PROMPT =>
Collect every line of the items below that contains the word "semi", and copy each such line in full.

RECORDS FOR THIS TASK =>
** START **
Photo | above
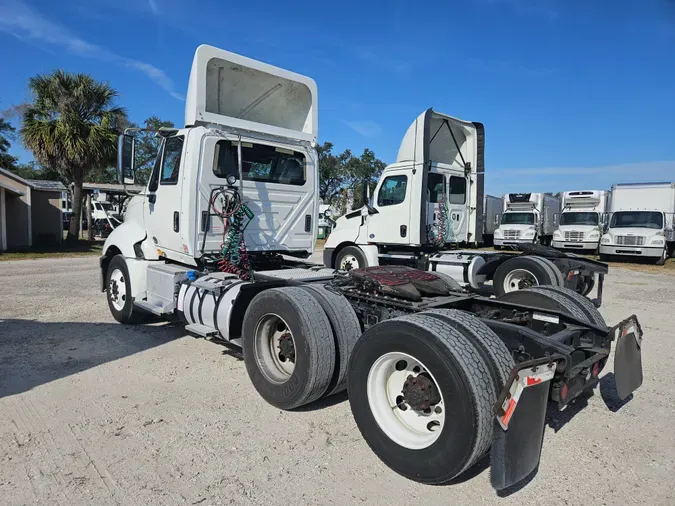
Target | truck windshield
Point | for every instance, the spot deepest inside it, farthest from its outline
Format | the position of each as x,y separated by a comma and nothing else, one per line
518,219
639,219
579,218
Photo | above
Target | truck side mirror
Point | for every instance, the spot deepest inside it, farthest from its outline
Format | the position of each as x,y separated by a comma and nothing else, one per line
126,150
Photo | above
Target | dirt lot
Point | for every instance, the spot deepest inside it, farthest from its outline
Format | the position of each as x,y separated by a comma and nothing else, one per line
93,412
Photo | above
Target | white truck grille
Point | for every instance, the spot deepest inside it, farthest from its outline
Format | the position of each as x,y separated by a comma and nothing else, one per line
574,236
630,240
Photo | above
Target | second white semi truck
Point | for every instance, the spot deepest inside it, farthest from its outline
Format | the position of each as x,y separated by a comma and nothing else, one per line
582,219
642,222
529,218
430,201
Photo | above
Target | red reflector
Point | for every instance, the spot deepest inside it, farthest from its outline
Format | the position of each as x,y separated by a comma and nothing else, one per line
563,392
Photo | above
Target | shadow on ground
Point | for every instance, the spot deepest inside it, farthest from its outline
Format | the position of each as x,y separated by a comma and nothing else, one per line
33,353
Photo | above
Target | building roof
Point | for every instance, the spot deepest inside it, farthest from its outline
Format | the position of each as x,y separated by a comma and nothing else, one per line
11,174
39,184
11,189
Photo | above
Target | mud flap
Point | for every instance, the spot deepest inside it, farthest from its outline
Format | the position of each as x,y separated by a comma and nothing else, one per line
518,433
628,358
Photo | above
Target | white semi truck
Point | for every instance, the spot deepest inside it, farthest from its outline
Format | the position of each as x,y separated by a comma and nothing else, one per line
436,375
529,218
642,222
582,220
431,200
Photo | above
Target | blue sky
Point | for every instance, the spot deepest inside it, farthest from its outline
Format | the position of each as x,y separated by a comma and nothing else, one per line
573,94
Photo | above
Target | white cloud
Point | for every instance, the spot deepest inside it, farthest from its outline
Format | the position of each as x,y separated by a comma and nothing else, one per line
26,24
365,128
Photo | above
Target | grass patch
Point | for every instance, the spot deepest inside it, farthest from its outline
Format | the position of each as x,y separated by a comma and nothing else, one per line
** END **
** START **
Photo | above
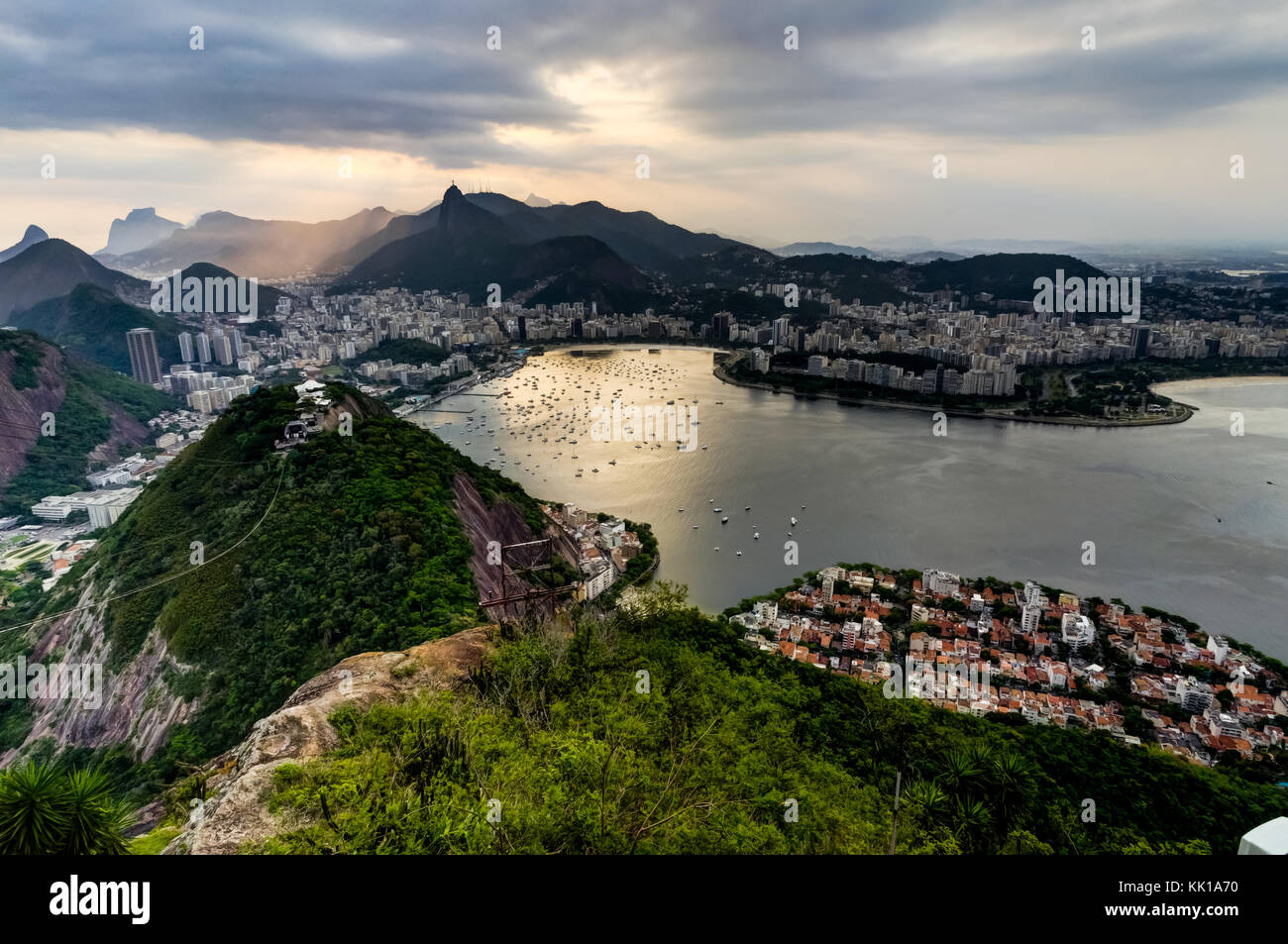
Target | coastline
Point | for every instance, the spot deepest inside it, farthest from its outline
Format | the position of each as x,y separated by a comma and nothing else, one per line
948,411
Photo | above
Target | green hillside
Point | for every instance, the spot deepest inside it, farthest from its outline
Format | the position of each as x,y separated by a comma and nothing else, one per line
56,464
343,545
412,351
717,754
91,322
** END **
EXPECTED ANSWER =>
Target | second white semi truck
Target | white semi truck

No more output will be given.